Brief: Rewrite everything from the line containing "Find and mark second" down to the line containing "[434,100,612,352]", switching "black beanie" to "gray beanie" and leaving all else as it is. Give only those lines.

(Entries from an annotation dataset)
------------------------

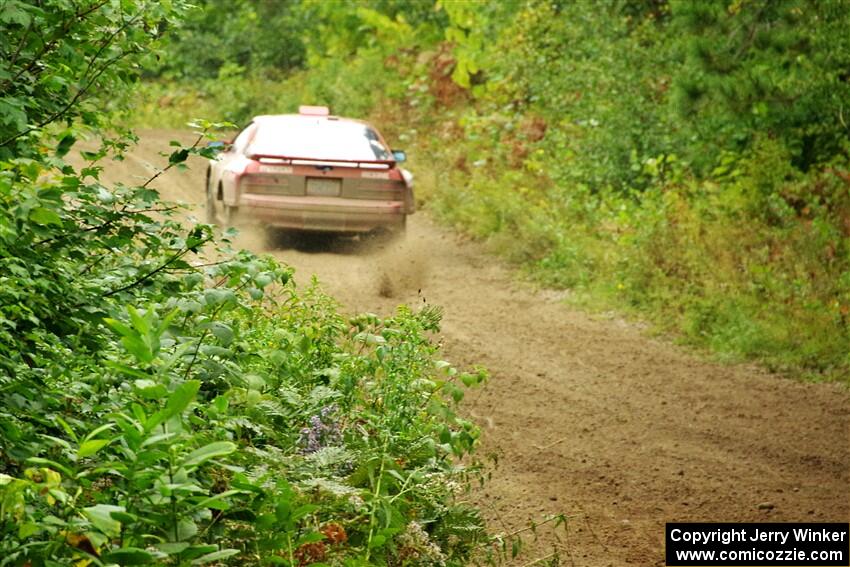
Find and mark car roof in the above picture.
[253,114,372,128]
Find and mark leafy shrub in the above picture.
[0,2,489,566]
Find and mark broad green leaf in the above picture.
[77,439,112,459]
[29,207,62,226]
[192,549,239,565]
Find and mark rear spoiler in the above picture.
[248,154,396,169]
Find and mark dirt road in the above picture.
[101,131,850,566]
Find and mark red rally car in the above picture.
[206,106,414,233]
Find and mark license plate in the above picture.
[307,177,342,197]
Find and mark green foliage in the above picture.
[132,0,850,378]
[0,0,187,160]
[0,1,489,566]
[673,0,850,170]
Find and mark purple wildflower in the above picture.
[298,404,342,455]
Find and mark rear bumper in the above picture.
[238,193,406,232]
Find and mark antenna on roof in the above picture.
[298,105,331,116]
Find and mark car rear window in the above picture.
[248,116,392,161]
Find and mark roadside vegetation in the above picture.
[0,0,509,567]
[137,0,850,380]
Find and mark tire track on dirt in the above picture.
[101,131,850,566]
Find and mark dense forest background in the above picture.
[0,0,494,567]
[132,0,850,378]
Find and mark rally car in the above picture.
[206,106,414,234]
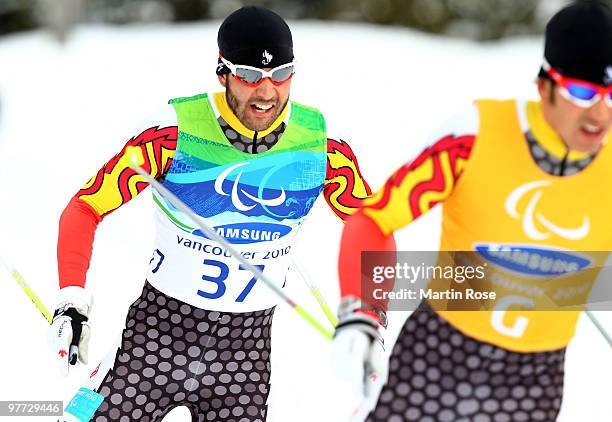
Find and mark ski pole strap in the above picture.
[293,256,338,327]
[0,253,53,324]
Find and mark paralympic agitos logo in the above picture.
[215,162,286,211]
[504,180,591,240]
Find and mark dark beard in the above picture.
[225,75,289,132]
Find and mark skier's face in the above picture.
[219,69,291,132]
[538,79,612,152]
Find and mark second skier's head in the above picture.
[217,6,294,131]
[538,1,612,152]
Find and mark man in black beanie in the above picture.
[334,1,612,422]
[55,6,370,422]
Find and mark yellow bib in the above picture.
[434,100,612,352]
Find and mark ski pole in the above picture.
[0,252,53,324]
[293,256,338,327]
[584,308,612,347]
[124,147,333,340]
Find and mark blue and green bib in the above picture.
[148,94,327,312]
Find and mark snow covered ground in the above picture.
[0,22,612,422]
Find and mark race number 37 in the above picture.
[198,259,264,302]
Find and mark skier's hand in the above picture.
[48,286,91,376]
[332,298,388,399]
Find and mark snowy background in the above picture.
[0,21,612,422]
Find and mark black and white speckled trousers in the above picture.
[367,302,565,422]
[70,282,274,422]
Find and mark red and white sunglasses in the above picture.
[542,60,612,108]
[219,55,295,87]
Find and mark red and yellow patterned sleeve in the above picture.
[363,135,475,235]
[338,135,475,309]
[57,126,178,287]
[76,126,178,218]
[323,139,372,221]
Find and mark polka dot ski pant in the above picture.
[367,303,565,422]
[84,282,274,422]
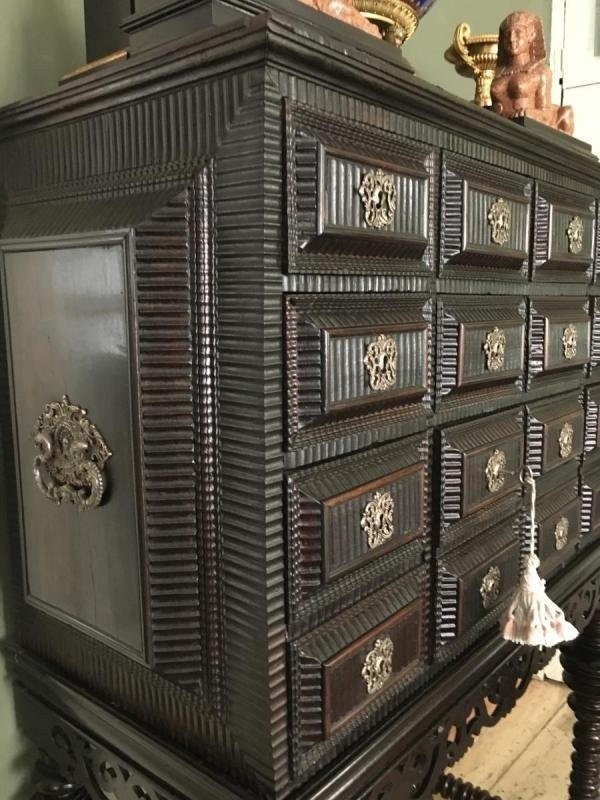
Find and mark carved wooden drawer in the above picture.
[441,411,524,528]
[536,486,581,575]
[534,184,596,282]
[288,435,429,619]
[292,577,427,750]
[441,158,532,279]
[436,297,526,401]
[286,295,431,445]
[437,519,520,645]
[528,297,591,388]
[287,106,433,273]
[527,395,584,477]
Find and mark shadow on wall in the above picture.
[0,0,85,105]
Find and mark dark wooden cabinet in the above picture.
[0,0,600,800]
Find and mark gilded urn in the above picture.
[444,22,498,106]
[352,0,436,47]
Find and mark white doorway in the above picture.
[551,0,600,156]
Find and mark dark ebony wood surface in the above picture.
[0,0,600,800]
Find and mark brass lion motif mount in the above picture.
[33,395,112,511]
[361,636,394,694]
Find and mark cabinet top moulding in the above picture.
[0,0,600,190]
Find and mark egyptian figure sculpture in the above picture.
[492,11,574,133]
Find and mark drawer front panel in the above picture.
[323,601,422,736]
[527,396,584,476]
[288,436,429,598]
[437,519,520,645]
[538,490,581,575]
[534,185,596,281]
[442,159,531,278]
[442,412,524,527]
[286,295,431,443]
[458,542,520,634]
[290,569,429,759]
[288,106,433,272]
[529,298,591,384]
[438,297,525,398]
[3,244,144,656]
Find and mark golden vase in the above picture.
[444,22,498,106]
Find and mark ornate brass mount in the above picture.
[33,395,112,511]
[483,328,506,372]
[488,197,511,247]
[558,422,574,458]
[361,636,394,694]
[554,517,569,550]
[485,450,506,493]
[352,0,419,47]
[562,325,577,361]
[567,217,583,255]
[360,492,394,550]
[444,22,498,106]
[358,169,397,230]
[479,567,502,608]
[363,333,398,392]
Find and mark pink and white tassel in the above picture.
[502,467,579,647]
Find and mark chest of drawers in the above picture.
[0,3,600,800]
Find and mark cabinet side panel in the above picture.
[4,244,144,656]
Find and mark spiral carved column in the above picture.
[561,611,600,800]
[437,772,501,800]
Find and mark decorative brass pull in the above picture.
[360,492,394,550]
[363,333,398,392]
[567,217,583,255]
[479,567,502,608]
[358,169,397,230]
[33,395,112,511]
[558,422,574,458]
[561,324,577,361]
[485,450,506,493]
[360,636,394,694]
[483,328,506,372]
[554,517,569,550]
[488,197,511,247]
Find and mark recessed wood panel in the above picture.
[534,184,596,282]
[288,436,429,615]
[3,244,144,654]
[286,295,431,446]
[527,394,584,476]
[323,601,422,736]
[441,158,532,279]
[437,297,525,401]
[287,106,433,272]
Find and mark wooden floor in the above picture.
[436,680,573,800]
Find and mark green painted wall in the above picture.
[0,7,85,800]
[0,0,85,105]
[402,0,552,100]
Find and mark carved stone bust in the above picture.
[301,0,381,38]
[492,11,575,133]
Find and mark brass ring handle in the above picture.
[33,395,112,511]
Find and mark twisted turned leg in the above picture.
[561,611,600,800]
[437,772,501,800]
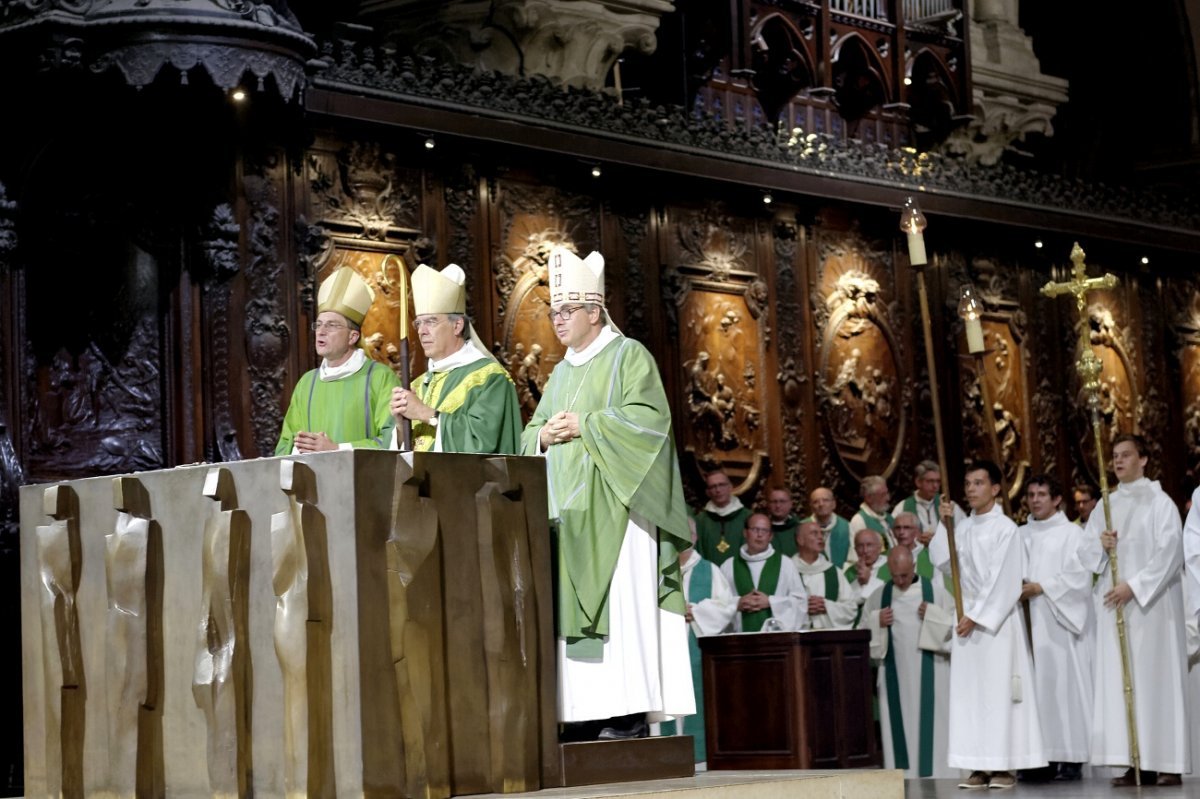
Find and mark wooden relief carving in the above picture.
[242,170,288,455]
[104,477,163,797]
[774,222,809,497]
[492,184,595,415]
[475,458,540,792]
[667,209,768,482]
[271,461,336,797]
[814,240,908,481]
[25,312,164,474]
[386,459,450,797]
[36,486,86,797]
[202,203,243,461]
[1172,282,1200,482]
[192,468,250,797]
[947,258,1032,498]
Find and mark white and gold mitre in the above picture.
[317,266,374,325]
[413,264,467,317]
[550,246,604,306]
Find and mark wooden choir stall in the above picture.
[20,450,563,798]
[700,630,882,770]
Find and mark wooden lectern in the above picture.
[700,630,882,770]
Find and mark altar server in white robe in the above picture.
[792,519,858,630]
[1020,474,1096,780]
[1080,434,1192,786]
[929,461,1046,788]
[862,546,958,777]
[721,513,809,632]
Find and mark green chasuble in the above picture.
[521,336,691,657]
[275,359,400,455]
[413,358,521,455]
[880,578,934,777]
[692,507,748,566]
[800,513,852,569]
[770,516,800,558]
[858,507,895,552]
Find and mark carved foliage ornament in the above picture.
[0,0,317,101]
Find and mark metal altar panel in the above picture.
[20,450,559,797]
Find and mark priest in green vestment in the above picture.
[721,513,809,632]
[850,474,895,552]
[800,486,858,569]
[522,247,696,740]
[767,486,800,558]
[275,266,397,455]
[692,469,751,566]
[391,264,521,455]
[862,546,958,777]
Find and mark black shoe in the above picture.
[1054,763,1084,782]
[1016,765,1055,782]
[598,713,650,740]
[558,719,607,744]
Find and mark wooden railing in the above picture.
[904,0,954,23]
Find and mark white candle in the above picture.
[962,316,983,354]
[905,232,929,266]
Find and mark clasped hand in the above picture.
[538,410,580,450]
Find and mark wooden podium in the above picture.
[20,450,563,799]
[700,630,882,770]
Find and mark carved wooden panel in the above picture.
[492,181,597,416]
[664,206,770,493]
[300,136,432,383]
[812,226,911,485]
[947,257,1033,498]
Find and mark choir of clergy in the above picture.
[276,260,1200,788]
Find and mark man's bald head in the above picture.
[888,547,917,590]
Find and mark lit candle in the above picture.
[900,197,929,266]
[959,283,983,355]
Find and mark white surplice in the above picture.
[721,543,809,632]
[1020,511,1096,763]
[1080,477,1192,774]
[859,577,959,779]
[929,503,1046,771]
[791,554,858,630]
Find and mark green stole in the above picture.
[661,551,716,763]
[733,552,784,632]
[824,566,839,602]
[858,507,895,552]
[880,579,934,777]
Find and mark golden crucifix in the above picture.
[1042,241,1141,785]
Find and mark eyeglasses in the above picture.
[413,317,442,332]
[546,305,584,322]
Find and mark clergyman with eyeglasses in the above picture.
[391,264,521,455]
[275,266,397,455]
[522,247,696,740]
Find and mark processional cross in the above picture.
[1042,241,1141,785]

------------------------

Expected answer:
Find and mark second skier's head in the above picture.
[217,6,294,131]
[538,1,612,152]
Find and mark man in gray beanie in the above picture.
[334,1,612,422]
[55,6,370,422]
Find and mark yellow bib in the above picture.
[434,100,612,352]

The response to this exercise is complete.